[Task brief]:
Show all lines of the entries in which the word "post" is found.

[Data for this exercise]:
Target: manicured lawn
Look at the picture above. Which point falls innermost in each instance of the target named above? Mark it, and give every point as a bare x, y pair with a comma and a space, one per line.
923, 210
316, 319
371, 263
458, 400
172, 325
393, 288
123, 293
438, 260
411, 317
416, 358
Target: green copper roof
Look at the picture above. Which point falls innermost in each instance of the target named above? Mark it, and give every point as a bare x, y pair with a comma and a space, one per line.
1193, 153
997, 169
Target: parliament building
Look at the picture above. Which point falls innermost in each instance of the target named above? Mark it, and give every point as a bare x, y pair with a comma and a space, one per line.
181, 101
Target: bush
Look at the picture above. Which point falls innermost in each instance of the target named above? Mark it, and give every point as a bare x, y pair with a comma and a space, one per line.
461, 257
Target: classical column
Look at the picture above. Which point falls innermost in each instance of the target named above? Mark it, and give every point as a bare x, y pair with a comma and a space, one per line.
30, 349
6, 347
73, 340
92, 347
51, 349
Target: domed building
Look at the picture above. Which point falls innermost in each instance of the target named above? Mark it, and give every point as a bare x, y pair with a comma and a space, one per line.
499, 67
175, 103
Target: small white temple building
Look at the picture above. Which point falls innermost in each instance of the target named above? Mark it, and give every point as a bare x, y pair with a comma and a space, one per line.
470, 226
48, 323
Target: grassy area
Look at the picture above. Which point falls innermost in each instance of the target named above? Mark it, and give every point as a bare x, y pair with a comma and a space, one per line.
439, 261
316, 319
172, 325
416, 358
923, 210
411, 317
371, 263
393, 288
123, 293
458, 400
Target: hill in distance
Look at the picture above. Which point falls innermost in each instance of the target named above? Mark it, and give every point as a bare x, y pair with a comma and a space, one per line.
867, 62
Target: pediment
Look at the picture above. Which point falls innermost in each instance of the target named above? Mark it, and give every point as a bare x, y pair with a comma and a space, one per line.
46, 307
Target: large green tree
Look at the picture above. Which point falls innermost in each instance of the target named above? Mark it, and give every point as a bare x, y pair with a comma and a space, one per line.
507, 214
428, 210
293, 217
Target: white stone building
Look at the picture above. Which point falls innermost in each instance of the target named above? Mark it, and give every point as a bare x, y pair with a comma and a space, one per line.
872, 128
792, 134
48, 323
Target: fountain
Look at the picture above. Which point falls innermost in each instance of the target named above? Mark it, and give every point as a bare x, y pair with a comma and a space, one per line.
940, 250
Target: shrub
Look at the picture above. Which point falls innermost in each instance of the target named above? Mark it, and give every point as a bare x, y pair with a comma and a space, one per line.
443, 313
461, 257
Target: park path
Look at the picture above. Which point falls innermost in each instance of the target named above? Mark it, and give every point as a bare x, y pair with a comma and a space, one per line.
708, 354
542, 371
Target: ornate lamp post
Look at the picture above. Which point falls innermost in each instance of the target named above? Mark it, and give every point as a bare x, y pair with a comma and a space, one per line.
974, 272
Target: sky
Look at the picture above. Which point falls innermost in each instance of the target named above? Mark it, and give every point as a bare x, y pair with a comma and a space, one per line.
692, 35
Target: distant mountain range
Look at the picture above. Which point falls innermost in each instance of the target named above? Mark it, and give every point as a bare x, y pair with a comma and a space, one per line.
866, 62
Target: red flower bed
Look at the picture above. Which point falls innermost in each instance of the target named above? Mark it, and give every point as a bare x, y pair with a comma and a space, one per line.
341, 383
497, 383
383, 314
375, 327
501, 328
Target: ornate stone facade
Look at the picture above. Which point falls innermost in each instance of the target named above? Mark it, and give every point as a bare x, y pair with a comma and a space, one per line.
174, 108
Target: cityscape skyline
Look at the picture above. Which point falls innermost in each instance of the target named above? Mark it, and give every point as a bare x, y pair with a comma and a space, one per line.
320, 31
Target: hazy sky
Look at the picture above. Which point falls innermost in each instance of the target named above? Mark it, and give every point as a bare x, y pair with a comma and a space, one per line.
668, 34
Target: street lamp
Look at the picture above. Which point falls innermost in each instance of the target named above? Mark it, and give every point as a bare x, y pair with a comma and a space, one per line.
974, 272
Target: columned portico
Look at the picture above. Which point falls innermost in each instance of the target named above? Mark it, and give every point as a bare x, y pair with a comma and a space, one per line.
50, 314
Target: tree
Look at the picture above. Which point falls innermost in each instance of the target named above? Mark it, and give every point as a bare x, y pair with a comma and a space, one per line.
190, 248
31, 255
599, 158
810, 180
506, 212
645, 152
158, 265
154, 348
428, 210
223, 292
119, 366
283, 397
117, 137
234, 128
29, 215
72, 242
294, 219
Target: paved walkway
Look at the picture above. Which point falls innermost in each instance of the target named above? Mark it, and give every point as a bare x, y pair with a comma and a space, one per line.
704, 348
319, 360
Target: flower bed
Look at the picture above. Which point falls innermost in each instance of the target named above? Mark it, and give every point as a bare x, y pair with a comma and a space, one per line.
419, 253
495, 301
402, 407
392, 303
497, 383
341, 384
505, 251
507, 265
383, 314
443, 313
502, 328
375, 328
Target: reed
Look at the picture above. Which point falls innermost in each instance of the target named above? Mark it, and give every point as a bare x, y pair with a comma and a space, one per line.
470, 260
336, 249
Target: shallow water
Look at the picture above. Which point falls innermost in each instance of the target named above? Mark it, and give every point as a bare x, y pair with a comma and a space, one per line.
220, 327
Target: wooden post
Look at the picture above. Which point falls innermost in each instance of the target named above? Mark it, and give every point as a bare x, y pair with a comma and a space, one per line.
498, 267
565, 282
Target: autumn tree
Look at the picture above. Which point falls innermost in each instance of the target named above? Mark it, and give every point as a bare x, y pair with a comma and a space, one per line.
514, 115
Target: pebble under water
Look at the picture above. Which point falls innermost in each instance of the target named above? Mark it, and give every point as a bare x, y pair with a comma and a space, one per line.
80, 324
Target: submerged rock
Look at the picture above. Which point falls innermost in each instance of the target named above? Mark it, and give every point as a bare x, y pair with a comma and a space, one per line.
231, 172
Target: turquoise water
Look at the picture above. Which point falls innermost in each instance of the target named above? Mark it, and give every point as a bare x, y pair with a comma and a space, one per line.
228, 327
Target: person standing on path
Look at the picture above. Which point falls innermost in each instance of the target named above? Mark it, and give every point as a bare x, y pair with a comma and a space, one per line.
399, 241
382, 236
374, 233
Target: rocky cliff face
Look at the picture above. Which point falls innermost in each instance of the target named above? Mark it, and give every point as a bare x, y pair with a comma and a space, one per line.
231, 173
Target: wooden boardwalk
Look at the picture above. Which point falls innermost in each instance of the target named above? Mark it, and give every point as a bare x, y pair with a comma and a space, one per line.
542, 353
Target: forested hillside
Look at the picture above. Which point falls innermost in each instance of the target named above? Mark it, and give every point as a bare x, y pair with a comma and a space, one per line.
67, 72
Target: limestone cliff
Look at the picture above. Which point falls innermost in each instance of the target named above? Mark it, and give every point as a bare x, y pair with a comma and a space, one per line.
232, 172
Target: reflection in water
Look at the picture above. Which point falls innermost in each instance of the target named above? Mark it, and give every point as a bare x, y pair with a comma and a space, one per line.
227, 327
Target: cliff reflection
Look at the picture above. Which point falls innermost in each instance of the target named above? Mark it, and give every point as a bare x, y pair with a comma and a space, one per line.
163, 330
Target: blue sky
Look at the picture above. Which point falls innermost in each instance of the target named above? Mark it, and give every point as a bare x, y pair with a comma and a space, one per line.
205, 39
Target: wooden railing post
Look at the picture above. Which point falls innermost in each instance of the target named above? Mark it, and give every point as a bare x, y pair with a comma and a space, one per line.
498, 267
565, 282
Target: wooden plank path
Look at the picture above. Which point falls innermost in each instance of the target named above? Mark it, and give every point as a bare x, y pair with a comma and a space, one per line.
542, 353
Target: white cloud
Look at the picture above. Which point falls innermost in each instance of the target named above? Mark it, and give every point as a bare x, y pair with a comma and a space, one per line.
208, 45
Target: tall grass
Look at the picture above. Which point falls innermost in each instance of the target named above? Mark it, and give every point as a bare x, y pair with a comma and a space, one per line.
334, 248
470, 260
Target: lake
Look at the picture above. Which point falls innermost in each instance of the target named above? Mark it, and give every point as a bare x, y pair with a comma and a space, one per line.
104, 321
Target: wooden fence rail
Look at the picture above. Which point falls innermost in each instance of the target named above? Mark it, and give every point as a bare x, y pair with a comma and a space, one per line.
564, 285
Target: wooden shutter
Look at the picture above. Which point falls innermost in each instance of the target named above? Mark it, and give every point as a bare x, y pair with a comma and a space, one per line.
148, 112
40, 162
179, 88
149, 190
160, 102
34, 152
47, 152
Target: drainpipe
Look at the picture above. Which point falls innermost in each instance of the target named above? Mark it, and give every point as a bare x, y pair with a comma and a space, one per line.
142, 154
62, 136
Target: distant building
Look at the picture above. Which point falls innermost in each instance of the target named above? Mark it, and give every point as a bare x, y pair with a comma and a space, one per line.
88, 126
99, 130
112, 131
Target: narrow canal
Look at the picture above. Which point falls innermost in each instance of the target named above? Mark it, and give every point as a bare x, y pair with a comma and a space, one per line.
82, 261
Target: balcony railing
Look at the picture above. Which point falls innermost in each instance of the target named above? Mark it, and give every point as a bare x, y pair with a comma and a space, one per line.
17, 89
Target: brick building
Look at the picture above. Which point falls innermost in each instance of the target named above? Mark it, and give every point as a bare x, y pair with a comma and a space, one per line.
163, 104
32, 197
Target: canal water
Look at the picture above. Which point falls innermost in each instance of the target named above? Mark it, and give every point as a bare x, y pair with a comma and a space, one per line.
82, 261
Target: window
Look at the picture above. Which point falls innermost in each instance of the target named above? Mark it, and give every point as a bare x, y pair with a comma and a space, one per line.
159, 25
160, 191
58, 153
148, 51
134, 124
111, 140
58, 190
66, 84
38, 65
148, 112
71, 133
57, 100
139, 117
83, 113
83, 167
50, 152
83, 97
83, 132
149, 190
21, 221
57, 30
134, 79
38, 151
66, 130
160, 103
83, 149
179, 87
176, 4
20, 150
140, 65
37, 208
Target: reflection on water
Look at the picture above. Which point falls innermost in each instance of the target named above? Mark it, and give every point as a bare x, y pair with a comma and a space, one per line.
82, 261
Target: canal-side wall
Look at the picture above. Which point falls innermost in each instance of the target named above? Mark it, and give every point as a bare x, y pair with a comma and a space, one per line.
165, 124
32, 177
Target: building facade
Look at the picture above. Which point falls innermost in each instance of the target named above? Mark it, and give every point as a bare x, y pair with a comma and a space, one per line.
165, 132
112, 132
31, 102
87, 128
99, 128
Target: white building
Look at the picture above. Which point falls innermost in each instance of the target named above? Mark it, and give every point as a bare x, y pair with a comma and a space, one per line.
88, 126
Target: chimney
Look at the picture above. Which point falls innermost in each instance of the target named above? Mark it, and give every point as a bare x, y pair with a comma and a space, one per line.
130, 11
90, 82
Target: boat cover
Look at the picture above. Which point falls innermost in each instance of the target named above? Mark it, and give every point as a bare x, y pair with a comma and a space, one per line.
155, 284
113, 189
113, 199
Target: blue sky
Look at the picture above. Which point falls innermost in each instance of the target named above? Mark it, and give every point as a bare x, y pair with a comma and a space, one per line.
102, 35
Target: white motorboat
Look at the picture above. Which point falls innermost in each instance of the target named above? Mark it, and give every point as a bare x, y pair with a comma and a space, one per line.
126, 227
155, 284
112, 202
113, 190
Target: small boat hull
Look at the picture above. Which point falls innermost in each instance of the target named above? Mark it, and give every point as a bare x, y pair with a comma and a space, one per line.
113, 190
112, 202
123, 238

[Worked solution]:
Target: ornate lamp post
Target: wooden post
Target: wooden railing post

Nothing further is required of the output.